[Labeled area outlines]

------------------------------------------------------------

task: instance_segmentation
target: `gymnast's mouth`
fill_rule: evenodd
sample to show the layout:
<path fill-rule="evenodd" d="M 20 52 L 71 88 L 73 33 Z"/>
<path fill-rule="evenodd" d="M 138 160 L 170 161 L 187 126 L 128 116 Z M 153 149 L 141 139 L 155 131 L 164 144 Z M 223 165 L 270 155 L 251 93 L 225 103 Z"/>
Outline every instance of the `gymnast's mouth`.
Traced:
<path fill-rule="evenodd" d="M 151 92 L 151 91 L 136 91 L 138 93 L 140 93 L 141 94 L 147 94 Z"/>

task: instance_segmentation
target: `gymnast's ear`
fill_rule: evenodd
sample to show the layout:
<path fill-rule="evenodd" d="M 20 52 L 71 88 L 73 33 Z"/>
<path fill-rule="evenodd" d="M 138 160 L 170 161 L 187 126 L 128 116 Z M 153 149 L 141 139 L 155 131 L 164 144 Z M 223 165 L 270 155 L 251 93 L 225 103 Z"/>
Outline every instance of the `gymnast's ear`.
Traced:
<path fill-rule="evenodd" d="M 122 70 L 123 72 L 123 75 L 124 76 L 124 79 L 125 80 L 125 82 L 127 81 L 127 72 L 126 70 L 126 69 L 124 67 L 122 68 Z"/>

------------------------------------------------------------

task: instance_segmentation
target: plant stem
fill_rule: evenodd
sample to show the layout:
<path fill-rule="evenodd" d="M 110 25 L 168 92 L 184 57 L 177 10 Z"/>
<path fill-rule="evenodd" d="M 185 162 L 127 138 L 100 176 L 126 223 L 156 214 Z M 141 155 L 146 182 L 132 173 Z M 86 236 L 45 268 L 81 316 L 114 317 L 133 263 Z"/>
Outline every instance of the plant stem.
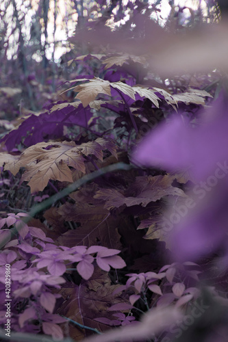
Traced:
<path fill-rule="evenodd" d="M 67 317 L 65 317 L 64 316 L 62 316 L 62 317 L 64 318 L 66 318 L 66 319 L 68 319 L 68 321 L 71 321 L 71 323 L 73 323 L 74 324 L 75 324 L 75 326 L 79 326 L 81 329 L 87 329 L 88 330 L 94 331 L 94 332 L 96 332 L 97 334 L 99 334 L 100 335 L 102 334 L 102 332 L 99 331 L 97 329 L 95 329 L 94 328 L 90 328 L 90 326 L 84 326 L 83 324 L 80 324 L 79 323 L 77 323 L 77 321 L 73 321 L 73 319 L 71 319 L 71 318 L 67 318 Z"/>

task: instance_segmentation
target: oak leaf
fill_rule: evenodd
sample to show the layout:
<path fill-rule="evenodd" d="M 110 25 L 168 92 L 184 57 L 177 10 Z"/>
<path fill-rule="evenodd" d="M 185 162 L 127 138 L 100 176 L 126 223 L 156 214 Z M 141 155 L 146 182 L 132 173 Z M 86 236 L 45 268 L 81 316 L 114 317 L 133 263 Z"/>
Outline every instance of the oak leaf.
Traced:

------------------------------------------------------------

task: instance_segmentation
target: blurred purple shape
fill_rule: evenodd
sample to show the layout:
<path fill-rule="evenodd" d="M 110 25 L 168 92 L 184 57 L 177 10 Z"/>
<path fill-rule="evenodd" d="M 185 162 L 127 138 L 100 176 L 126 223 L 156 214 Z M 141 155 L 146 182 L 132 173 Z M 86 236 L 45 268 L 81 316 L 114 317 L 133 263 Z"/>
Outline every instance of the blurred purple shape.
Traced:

------------------------------------------------------------

WRITTEN REQUEST —
Pull out every line in the records that holds the word "target", matching case exactly.

WRITTEN SOLUTION —
target: `gymnast's mouth`
target: `gymnast's ear`
target: plant stem
target: oak leaf
target: blurred purple shape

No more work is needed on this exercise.